> What is needed:
Starting at the line that contains "the blue hatchback" and ending at the line that contains "[581, 190, 656, 257]", recast that data as a JSON list of strings with one string per line. Include both end lines and leave out blank lines.

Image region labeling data
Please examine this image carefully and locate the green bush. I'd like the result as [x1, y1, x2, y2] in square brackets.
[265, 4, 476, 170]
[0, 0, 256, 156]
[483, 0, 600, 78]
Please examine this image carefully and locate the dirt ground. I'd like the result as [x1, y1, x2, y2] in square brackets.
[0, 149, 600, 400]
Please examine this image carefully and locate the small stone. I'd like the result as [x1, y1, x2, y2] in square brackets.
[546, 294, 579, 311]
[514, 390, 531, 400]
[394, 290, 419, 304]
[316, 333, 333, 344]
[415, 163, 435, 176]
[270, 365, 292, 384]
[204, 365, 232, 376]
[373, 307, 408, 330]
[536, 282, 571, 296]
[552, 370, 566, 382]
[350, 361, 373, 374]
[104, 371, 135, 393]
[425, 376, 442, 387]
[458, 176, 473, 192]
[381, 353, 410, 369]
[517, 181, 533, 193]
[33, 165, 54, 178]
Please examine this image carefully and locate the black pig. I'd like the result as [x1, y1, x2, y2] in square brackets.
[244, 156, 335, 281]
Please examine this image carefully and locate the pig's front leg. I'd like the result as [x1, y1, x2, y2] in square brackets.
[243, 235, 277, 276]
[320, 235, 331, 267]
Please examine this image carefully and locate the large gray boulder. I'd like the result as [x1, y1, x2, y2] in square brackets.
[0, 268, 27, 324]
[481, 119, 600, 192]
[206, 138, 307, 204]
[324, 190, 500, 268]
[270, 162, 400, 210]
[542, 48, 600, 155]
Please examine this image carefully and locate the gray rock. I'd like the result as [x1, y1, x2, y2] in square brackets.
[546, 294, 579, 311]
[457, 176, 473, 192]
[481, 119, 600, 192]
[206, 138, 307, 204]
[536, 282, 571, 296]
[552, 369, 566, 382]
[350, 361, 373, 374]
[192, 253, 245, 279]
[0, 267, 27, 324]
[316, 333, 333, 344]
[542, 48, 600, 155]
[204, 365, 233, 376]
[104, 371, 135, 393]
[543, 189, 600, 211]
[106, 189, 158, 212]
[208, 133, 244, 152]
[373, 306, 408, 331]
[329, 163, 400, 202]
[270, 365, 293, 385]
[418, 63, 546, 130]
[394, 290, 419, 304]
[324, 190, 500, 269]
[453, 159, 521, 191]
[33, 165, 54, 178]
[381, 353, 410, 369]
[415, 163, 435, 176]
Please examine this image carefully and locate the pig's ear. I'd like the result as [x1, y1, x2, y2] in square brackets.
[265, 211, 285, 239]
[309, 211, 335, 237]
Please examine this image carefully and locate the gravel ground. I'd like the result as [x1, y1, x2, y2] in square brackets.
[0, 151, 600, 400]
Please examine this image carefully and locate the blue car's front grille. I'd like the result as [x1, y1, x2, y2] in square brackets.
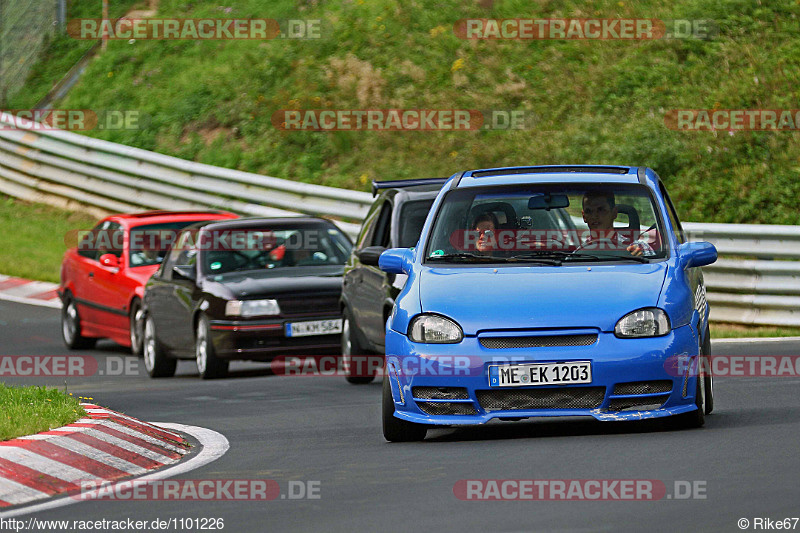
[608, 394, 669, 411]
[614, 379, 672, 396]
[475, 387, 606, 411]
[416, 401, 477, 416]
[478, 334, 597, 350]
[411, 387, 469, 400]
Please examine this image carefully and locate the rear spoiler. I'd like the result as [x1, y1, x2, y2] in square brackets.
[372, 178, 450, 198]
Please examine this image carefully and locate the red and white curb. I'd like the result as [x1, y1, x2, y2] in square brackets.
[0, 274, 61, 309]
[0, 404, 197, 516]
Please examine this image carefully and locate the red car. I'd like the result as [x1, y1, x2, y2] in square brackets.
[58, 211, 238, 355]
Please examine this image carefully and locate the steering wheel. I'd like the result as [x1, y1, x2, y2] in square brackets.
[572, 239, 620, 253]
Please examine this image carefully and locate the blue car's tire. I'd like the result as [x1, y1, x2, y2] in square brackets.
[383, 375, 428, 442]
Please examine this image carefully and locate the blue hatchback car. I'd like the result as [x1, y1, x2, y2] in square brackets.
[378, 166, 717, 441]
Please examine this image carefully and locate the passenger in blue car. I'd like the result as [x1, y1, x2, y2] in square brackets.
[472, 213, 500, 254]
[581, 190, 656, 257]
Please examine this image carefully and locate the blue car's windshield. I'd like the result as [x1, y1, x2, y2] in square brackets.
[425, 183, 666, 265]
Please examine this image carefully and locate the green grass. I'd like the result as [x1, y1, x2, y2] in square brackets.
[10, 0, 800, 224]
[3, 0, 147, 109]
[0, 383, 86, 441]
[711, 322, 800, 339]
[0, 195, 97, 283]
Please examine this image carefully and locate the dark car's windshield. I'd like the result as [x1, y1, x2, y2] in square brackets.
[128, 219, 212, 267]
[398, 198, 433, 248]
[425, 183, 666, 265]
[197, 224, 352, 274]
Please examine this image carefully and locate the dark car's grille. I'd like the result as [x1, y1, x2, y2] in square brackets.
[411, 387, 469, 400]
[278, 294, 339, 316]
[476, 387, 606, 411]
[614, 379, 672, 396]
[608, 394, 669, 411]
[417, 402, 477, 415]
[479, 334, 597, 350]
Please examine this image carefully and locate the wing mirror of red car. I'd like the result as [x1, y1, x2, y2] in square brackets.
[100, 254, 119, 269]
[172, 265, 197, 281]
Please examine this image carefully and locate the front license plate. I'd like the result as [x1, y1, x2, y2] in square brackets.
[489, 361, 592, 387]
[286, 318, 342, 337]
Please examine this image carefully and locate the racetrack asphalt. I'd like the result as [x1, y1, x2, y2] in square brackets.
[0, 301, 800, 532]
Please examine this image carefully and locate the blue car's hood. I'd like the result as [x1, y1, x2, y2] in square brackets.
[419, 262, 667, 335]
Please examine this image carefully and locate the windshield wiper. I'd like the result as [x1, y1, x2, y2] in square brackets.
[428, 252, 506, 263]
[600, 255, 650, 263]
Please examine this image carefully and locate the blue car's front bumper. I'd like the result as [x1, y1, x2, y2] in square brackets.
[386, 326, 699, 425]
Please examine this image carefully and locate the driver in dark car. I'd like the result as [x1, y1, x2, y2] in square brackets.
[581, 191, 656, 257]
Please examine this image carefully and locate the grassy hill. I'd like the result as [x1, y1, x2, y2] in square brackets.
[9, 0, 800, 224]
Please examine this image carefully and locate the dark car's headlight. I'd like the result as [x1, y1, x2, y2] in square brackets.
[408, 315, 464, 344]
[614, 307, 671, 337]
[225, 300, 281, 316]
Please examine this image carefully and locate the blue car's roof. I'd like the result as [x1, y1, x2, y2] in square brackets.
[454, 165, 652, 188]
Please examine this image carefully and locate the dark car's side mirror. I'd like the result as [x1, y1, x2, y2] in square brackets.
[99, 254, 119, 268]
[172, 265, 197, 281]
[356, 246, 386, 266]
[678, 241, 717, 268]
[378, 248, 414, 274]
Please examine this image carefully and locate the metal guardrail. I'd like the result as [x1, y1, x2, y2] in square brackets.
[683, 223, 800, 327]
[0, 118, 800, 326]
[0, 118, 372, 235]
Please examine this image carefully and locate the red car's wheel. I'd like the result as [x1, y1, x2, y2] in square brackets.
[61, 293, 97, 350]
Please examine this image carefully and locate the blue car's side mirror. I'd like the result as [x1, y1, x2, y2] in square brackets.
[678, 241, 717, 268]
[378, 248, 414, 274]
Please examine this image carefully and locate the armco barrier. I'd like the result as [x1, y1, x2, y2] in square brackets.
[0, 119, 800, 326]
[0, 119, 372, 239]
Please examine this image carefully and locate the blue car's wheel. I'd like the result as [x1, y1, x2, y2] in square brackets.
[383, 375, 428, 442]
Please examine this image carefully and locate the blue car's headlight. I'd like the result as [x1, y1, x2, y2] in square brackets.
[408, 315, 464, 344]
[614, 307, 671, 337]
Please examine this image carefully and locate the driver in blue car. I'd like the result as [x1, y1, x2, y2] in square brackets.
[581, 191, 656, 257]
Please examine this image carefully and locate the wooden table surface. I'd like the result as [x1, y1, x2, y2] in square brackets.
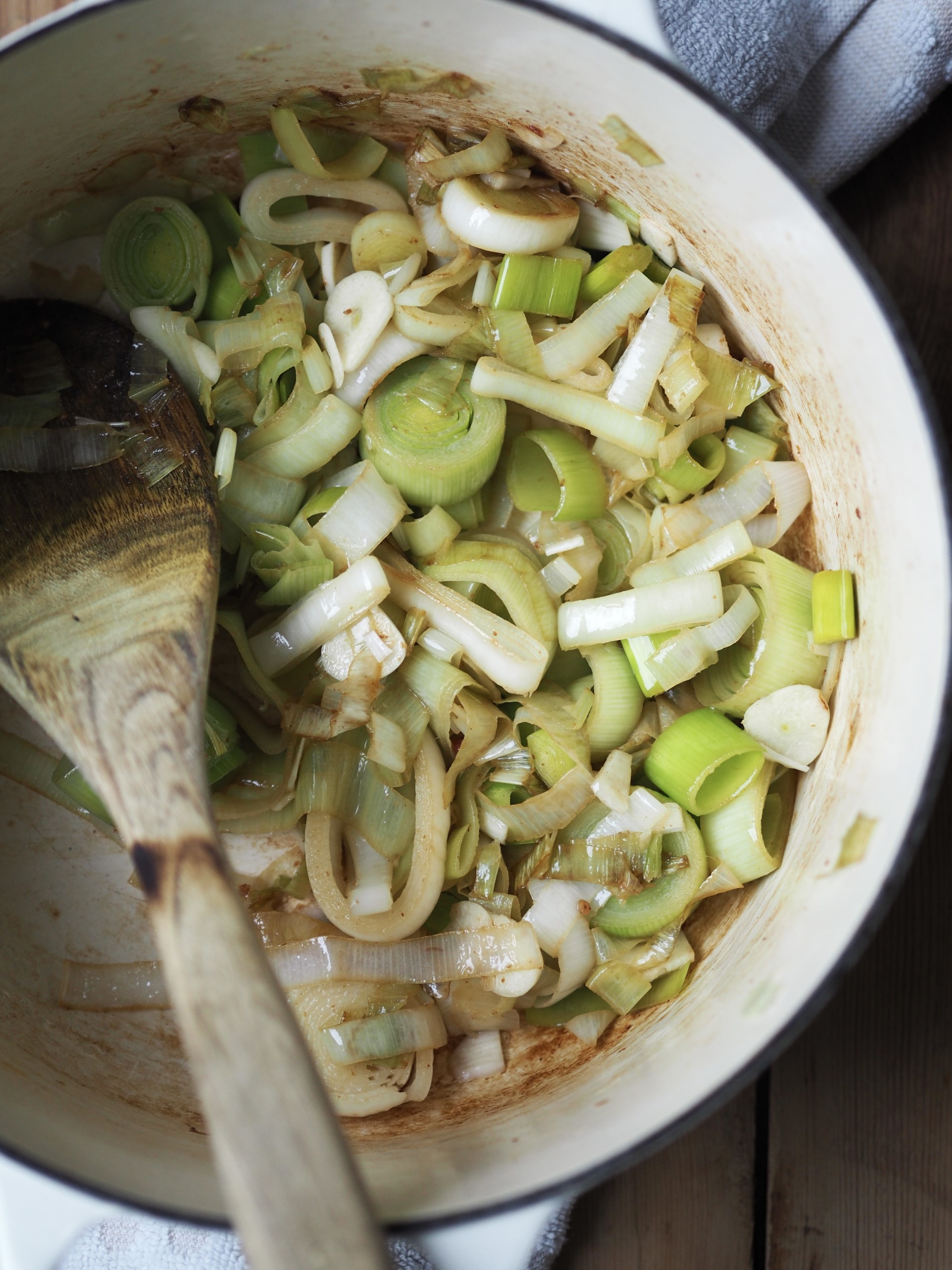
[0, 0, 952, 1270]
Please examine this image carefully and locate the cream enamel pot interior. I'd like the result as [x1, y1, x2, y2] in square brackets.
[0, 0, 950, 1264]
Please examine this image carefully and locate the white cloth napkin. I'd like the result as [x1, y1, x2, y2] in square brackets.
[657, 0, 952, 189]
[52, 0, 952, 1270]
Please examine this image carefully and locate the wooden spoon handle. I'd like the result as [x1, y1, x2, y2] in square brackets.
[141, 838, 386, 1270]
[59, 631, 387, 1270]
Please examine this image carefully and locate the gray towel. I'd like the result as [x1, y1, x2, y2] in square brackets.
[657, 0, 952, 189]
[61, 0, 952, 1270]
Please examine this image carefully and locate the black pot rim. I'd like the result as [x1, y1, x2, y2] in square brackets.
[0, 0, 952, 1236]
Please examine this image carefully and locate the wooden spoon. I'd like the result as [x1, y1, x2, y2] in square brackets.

> Final result:
[
  "Please examine this image carefully and locate the blue hatchback car. I'd like the result as [x1, y1, x2, y2] in square brackets.",
  "[378, 166, 717, 441]",
  "Please examine this image carefully and locate the passenger in blue car. I'd like the result as [x1, y1, x2, y2] in square brackets.",
  "[472, 213, 500, 254]",
  "[581, 190, 656, 257]"
]